··· Provided records

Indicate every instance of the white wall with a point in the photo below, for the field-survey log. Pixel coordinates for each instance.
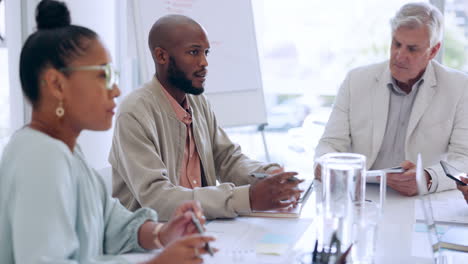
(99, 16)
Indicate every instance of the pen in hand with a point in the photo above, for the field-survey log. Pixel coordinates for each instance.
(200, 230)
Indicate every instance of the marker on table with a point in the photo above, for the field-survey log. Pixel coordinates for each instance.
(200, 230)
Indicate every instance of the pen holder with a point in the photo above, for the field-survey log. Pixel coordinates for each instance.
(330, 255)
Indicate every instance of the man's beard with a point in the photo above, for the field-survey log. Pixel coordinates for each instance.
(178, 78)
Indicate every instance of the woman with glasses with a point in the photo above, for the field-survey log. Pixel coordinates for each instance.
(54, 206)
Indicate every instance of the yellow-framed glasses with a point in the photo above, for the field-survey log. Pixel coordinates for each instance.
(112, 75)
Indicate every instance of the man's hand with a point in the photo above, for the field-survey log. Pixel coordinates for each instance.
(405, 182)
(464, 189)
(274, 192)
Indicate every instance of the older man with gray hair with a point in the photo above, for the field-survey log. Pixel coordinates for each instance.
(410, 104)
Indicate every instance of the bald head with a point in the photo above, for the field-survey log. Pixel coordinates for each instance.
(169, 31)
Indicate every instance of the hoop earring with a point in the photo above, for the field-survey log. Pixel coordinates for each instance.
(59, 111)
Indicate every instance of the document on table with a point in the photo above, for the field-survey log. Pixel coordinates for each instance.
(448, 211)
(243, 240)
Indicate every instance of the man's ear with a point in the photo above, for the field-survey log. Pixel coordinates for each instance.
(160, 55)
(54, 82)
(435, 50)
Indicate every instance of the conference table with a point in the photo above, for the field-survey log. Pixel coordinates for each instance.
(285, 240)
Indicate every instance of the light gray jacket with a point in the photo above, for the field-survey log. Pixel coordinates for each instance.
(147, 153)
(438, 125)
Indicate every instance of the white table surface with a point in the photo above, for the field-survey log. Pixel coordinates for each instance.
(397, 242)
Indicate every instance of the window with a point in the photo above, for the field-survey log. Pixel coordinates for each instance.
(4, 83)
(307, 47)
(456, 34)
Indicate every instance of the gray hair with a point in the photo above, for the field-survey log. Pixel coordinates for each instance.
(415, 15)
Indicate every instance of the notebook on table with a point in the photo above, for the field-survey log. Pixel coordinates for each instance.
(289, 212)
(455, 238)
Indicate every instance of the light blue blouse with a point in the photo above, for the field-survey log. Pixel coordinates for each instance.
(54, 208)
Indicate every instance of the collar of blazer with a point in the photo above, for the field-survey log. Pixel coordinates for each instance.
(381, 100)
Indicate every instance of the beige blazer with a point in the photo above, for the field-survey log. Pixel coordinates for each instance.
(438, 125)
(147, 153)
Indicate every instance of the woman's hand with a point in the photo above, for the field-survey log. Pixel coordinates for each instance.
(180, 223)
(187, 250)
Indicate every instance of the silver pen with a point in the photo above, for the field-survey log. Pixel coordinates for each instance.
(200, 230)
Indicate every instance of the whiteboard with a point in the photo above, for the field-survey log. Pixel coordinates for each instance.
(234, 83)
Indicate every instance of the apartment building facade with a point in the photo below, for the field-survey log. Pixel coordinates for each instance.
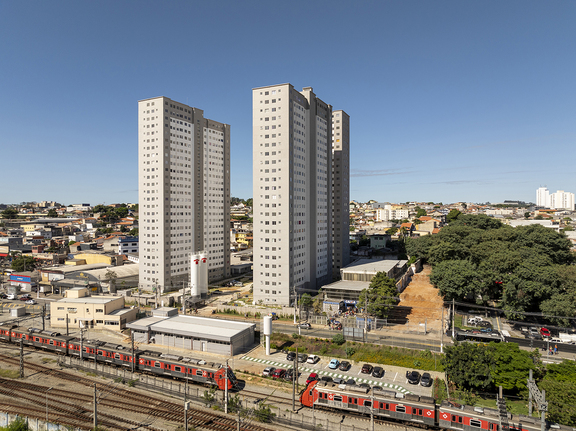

······
··· Provided records

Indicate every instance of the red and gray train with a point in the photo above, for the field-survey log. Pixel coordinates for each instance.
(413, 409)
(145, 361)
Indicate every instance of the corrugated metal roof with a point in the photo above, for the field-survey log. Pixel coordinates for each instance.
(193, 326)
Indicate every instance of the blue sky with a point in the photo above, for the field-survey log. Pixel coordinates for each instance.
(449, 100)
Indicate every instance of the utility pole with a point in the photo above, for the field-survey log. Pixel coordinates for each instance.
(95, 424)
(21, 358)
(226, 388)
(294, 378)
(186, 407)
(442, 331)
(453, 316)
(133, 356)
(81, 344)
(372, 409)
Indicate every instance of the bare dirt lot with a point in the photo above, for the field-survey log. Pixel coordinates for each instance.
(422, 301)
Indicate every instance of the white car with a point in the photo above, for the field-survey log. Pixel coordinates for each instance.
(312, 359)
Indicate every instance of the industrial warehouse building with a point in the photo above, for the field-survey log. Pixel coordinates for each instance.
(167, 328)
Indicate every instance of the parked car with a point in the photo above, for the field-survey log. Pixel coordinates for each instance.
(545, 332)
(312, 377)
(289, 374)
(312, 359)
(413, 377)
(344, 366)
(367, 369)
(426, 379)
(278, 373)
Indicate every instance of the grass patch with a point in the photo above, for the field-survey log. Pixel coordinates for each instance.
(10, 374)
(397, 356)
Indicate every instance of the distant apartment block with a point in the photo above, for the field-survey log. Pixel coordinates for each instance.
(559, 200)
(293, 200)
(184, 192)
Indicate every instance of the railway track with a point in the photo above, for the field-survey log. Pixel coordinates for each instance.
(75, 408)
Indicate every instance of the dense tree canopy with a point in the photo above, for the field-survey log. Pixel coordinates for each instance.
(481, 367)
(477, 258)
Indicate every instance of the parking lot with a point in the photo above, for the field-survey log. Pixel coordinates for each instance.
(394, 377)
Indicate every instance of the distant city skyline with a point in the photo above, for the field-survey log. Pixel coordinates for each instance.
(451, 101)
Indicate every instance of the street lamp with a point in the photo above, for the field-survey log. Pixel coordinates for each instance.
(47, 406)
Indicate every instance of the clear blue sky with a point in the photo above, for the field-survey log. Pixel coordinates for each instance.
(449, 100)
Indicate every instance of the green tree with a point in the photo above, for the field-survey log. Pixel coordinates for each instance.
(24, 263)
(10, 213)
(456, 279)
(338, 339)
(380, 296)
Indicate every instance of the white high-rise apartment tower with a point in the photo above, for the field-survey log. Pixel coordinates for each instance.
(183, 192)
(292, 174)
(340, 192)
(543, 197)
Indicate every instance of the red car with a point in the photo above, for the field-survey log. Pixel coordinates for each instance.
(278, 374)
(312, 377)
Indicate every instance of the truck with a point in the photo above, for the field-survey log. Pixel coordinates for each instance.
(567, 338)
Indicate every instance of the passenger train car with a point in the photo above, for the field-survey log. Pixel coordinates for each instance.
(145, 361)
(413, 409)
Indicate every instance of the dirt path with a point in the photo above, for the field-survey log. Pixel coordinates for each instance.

······

Exercise details:
Show every line of the material that contains the word "blazer".

Solution:
Indicate every instance of the collar of blazer with a point in the photo above, for the field-survey log. Pixel coordinates for each instance.
Indicate every instance of the beige blazer with a point in the photo above, for the field-survey log. Pixel coordinates for each instance.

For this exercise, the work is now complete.